Texte à lire:
* * * * * * * * *

Notre personnage principal est Dean Evers, un vieil homme, veuf, usé par la vie, en perdition qui s’apprête sans le savoir à entrer dans une autre dimension. Un soir, pendant un match retransmis à la télé, au troisième rang du stade, il aperçoit un visage connu. Son dentiste. Mais il est mort son dentiste, depuis longtemps. Le lendemain, il voit un homme dont il a assisté aux funérailles et puis d’autres apparitions.

Question : Dean devient-il sénile. Les conversations téléphoniques avec les morts du genre* tu me vois là…deuxième rangée…je te fais des signes…* ça ne suffit pas. Il veut en avoir le cœur net et décide de se rendre au stade pour la prochaine partie…une démarche qui pourrait sceller son avenir.

* * * * * * * * *

Section des données:
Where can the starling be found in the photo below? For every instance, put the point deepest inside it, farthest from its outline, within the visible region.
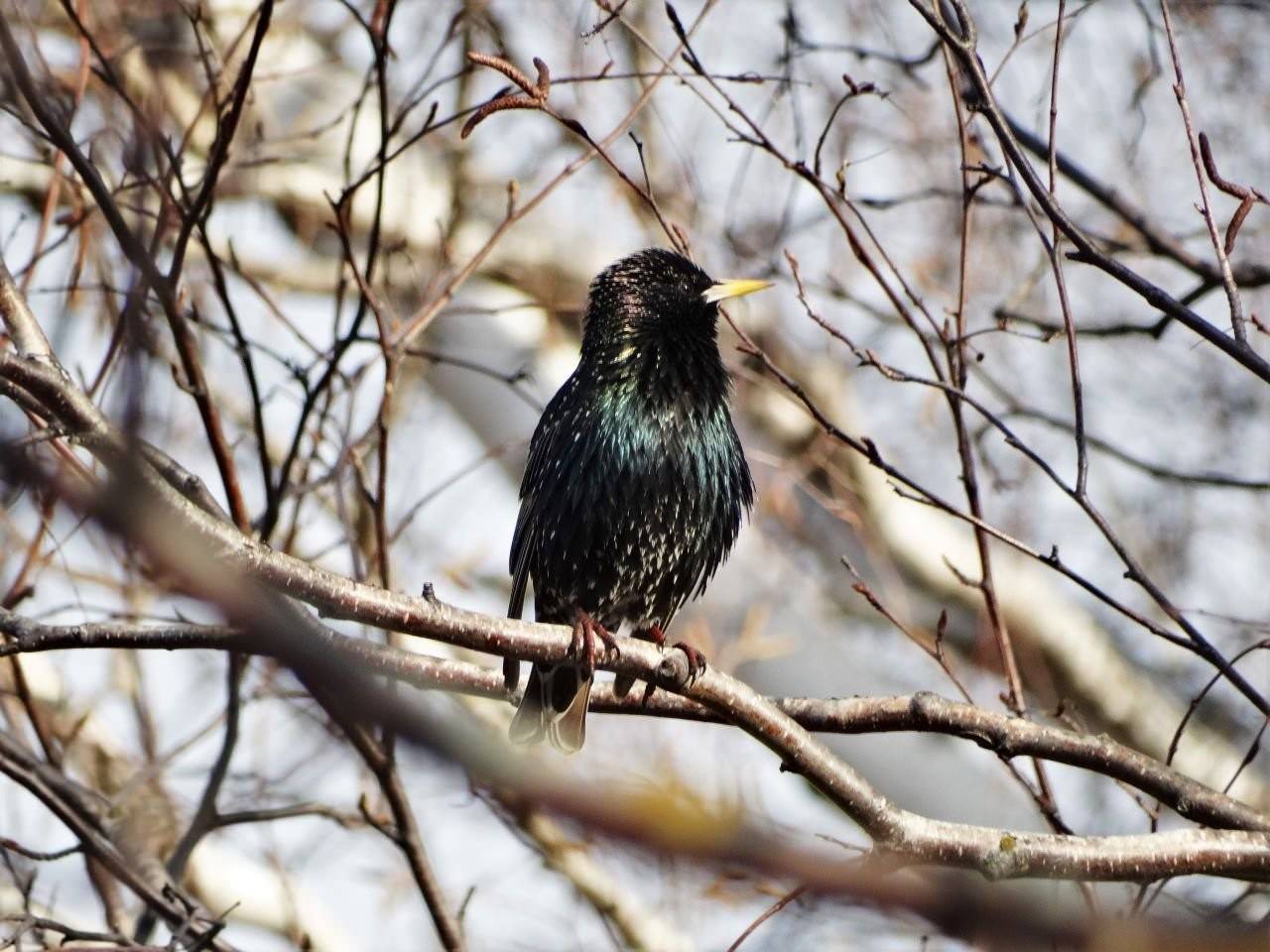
(635, 484)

* * * * * * * * *

Complétez ce qui suit:
[1] Dans le texte à lire, quel visage connu Dean aperçoit-il au troisième rang du stade ?
[2] Reprenez mot pour mot le passage du texte à lire qui commence aux mots « Question : Dean devient-il » et s'arrête après les mots « sceller son avenir. ».

Réponses par numéro:
[1] Il aperçoit son dentiste.

[2]
Question : Dean devient-il sénile. Les conversations téléphoniques avec les morts du genre* tu me vois là…deuxième rangée…je te fais des signes…* ça ne suffit pas. Il veut en avoir le cœur net et décide de se rendre au stade pour la prochaine partie…une démarche qui pourrait sceller son avenir.